Start of Source records

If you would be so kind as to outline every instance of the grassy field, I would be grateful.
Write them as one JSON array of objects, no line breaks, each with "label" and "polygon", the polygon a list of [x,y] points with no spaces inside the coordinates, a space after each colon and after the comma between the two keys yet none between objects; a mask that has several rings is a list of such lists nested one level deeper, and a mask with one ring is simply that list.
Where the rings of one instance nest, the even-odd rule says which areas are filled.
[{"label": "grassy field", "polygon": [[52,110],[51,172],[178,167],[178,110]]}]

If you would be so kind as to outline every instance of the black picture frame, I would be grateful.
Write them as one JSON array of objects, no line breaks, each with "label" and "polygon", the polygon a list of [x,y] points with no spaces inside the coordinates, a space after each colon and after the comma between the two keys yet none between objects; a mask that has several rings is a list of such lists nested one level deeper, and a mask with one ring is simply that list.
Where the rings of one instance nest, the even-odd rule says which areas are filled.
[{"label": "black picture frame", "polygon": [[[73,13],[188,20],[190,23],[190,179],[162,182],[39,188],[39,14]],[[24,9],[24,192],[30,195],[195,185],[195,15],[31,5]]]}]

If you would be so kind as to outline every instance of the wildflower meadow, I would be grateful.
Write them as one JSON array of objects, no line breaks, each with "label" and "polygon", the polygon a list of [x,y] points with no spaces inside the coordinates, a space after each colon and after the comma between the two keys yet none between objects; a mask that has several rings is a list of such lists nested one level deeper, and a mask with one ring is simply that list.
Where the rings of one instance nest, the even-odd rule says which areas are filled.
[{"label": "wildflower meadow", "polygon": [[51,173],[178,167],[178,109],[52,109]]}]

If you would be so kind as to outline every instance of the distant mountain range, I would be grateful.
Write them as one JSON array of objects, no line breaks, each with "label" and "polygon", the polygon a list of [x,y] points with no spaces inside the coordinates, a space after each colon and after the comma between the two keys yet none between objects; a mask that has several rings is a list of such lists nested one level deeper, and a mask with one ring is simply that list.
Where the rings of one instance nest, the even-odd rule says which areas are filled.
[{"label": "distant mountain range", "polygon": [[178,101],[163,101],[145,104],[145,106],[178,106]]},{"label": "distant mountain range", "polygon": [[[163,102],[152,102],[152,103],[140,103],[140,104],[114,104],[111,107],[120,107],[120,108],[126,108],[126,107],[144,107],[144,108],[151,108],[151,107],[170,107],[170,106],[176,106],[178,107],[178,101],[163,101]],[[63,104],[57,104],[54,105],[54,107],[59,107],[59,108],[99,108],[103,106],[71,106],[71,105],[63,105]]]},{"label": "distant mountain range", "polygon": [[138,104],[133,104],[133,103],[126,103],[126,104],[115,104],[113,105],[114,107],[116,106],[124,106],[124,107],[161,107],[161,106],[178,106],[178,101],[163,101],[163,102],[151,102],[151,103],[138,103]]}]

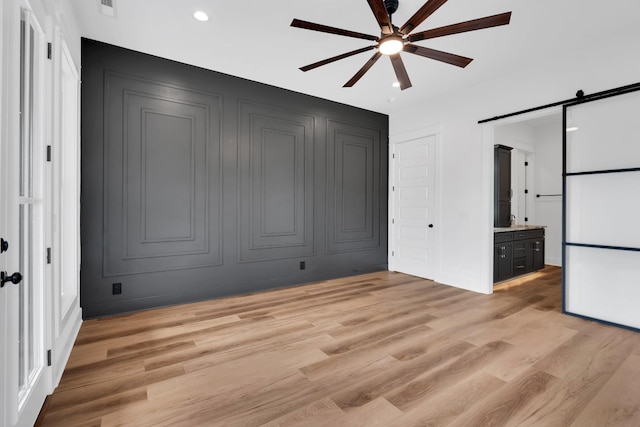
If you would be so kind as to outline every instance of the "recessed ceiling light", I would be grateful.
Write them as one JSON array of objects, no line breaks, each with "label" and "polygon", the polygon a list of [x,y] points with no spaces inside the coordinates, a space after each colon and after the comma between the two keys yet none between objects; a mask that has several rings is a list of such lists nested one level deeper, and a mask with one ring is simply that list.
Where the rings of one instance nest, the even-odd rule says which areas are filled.
[{"label": "recessed ceiling light", "polygon": [[201,10],[194,13],[193,17],[196,18],[198,21],[202,21],[202,22],[209,20],[209,16]]},{"label": "recessed ceiling light", "polygon": [[572,126],[572,127],[568,127],[567,128],[567,132],[573,132],[573,131],[576,131],[576,130],[578,130],[577,126]]},{"label": "recessed ceiling light", "polygon": [[400,87],[400,82],[393,82],[393,83],[391,83],[391,86]]}]

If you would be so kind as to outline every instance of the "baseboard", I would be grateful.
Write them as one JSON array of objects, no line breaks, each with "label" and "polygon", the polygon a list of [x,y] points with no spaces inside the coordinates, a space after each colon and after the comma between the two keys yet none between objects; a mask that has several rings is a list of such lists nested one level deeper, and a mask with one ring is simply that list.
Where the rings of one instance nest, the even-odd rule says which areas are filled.
[{"label": "baseboard", "polygon": [[60,331],[60,336],[56,340],[55,347],[52,349],[53,372],[51,374],[51,393],[53,393],[53,390],[55,390],[60,383],[64,368],[67,366],[69,356],[71,356],[71,350],[73,350],[73,345],[80,332],[80,326],[82,326],[82,308],[80,308],[78,304],[66,319],[64,328]]},{"label": "baseboard", "polygon": [[554,265],[556,267],[562,267],[562,258],[545,258],[545,265]]},{"label": "baseboard", "polygon": [[454,288],[464,289],[466,291],[477,292],[480,294],[488,293],[486,289],[483,288],[480,281],[474,280],[470,282],[468,278],[463,278],[460,276],[440,274],[436,276],[434,281],[443,285],[452,286]]}]

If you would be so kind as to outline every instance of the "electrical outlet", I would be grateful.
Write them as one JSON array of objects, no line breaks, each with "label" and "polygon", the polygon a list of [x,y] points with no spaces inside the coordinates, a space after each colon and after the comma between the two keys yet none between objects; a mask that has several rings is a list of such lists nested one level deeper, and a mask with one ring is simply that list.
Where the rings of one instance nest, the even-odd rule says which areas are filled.
[{"label": "electrical outlet", "polygon": [[307,264],[304,261],[300,261],[300,270],[307,268]]},{"label": "electrical outlet", "polygon": [[113,295],[120,295],[122,293],[122,283],[114,283],[111,285],[111,293]]}]

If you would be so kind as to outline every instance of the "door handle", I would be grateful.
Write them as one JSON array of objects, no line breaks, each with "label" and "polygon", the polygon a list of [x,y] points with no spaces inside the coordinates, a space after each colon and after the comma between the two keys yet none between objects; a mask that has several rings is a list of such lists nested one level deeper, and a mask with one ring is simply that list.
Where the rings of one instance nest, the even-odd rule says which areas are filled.
[{"label": "door handle", "polygon": [[7,282],[11,282],[14,285],[17,285],[22,281],[22,274],[15,272],[11,276],[7,274],[6,271],[0,272],[0,288],[4,288],[4,284]]},{"label": "door handle", "polygon": [[4,239],[0,239],[0,254],[3,252],[7,252],[9,249],[9,242]]},{"label": "door handle", "polygon": [[429,228],[433,228],[433,224],[429,224]]}]

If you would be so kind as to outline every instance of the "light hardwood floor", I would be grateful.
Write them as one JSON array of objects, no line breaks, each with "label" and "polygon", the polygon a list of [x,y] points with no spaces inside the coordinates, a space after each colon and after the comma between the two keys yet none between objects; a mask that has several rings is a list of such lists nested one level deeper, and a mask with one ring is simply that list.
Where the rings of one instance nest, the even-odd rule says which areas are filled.
[{"label": "light hardwood floor", "polygon": [[640,334],[375,273],[87,321],[43,426],[638,426]]}]

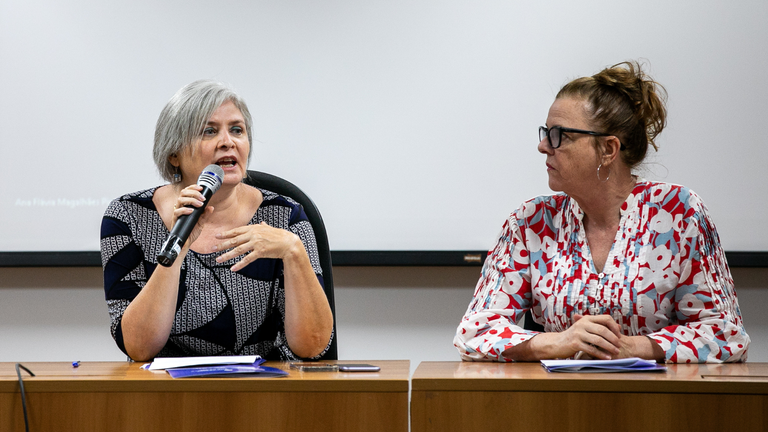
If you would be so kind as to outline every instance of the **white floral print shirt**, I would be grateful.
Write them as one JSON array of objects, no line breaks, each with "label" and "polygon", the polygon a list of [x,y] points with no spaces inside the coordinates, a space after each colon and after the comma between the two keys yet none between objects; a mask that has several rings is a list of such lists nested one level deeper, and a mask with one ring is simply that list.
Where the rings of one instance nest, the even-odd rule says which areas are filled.
[{"label": "white floral print shirt", "polygon": [[510,215],[454,338],[463,359],[510,361],[504,350],[537,334],[516,325],[530,309],[550,332],[567,329],[574,314],[609,314],[625,335],[656,341],[671,363],[746,360],[750,339],[733,279],[698,195],[639,181],[602,272],[582,217],[565,194]]}]

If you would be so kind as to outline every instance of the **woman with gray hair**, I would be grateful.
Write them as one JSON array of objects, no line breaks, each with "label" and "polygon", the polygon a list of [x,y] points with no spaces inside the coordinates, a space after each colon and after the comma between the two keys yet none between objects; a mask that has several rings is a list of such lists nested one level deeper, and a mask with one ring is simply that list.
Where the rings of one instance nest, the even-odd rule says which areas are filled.
[{"label": "woman with gray hair", "polygon": [[[314,232],[292,199],[246,185],[251,115],[230,88],[193,82],[168,102],[154,159],[169,182],[114,200],[101,226],[104,290],[118,347],[155,356],[318,358],[333,339]],[[203,207],[205,167],[224,172],[169,267],[157,254],[177,219]]]}]

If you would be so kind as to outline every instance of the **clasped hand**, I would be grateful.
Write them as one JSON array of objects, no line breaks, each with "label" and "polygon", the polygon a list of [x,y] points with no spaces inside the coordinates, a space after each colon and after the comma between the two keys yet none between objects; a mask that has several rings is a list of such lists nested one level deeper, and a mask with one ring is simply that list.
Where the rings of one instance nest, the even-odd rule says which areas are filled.
[{"label": "clasped hand", "polygon": [[[524,348],[523,348],[524,347]],[[664,360],[661,346],[646,336],[626,336],[609,315],[573,315],[573,324],[562,332],[539,333],[505,351],[517,361],[568,358],[611,360],[640,357]]]},{"label": "clasped hand", "polygon": [[563,338],[563,357],[571,357],[582,352],[586,357],[610,360],[621,357],[621,328],[609,315],[579,315],[573,317],[574,323],[567,330],[559,333]]}]

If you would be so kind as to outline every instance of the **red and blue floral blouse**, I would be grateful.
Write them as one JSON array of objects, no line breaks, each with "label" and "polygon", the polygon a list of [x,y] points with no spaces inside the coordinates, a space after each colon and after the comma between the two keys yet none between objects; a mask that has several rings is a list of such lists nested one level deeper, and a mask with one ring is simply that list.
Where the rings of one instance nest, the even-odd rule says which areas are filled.
[{"label": "red and blue floral blouse", "polygon": [[511,361],[502,353],[537,334],[516,325],[530,309],[549,332],[567,329],[574,314],[609,314],[625,335],[656,341],[667,362],[746,360],[733,279],[698,195],[639,181],[602,272],[583,215],[565,194],[534,198],[510,215],[454,338],[463,359]]}]

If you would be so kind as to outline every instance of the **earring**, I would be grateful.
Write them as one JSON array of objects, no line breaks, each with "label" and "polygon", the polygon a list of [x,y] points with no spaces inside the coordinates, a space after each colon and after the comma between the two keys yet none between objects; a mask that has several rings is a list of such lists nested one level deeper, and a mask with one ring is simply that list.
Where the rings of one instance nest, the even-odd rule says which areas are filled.
[{"label": "earring", "polygon": [[181,183],[181,173],[178,170],[179,170],[179,168],[176,168],[176,172],[173,173],[173,182],[174,183]]},{"label": "earring", "polygon": [[608,177],[606,177],[605,180],[601,179],[600,178],[600,168],[602,168],[602,166],[603,166],[603,164],[601,162],[600,165],[597,167],[597,179],[600,180],[601,182],[605,183],[605,182],[608,181],[609,178],[611,178],[611,173],[610,172],[608,173]]}]

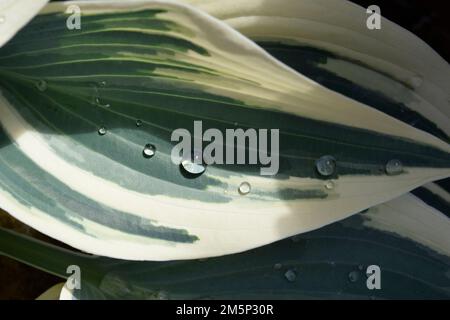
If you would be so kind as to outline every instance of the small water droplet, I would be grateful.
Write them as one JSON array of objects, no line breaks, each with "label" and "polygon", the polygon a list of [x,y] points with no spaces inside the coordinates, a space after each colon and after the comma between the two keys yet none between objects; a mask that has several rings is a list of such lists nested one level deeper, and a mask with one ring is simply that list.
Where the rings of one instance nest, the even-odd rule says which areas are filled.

End of Source records

## [What you will do]
What you give back should be only the lines of the records above, starting at the line with "hair**, I would be grateful." and ending at the line with "blouse**, I would be grateful.", restated word for word.

## [Answer section]
If you would be so kind as to outline every instance of the **woman with gray hair**, I would be grateful.
Write them as one JSON array of objects, no line breaks, each with "label" and "polygon", the polygon a list of [x,y] points with no spaces inside the coordinates, a space after each colon and after the comma between the two keys yet none between objects; a mask that has several rings is a list of such lists nested one level deeper, and a mask with one ring is simply that list.
Where the rings of one instance nest, the even-odd rule says which areas are filled.
[{"label": "woman with gray hair", "polygon": [[[314,232],[292,199],[246,185],[251,115],[230,88],[193,82],[168,102],[154,159],[169,182],[114,200],[101,226],[104,290],[118,347],[155,356],[318,358],[333,339]],[[203,207],[205,167],[224,172],[169,267],[157,254],[177,219]]]}]

If you would be so kind as to outline every instance of the **clasped hand**, I would be grateful.
Write them as one JSON array of objects, no line breaks, each with "label" and "polygon", the polygon a list of [x,y] points with no spaces inside the coordinates, a space after each colon and after the comma between the two keys yet none between objects; a mask that has several rings is a list of such lists nested one level deeper, and a mask with one ring is simply that list.
Where the rings of one instance nest, the even-odd rule says which areas are filled.
[{"label": "clasped hand", "polygon": [[[524,348],[523,348],[524,347]],[[664,360],[661,346],[646,336],[626,336],[609,315],[573,315],[573,324],[562,332],[539,333],[505,351],[517,361],[568,358],[611,360],[640,357]]]},{"label": "clasped hand", "polygon": [[563,338],[563,357],[571,357],[582,352],[586,357],[610,360],[621,357],[621,328],[609,315],[579,315],[573,317],[574,323],[567,330],[559,333]]}]

If you would be so kind as to outline every instance of the **red and blue floral blouse**, I would be grateful.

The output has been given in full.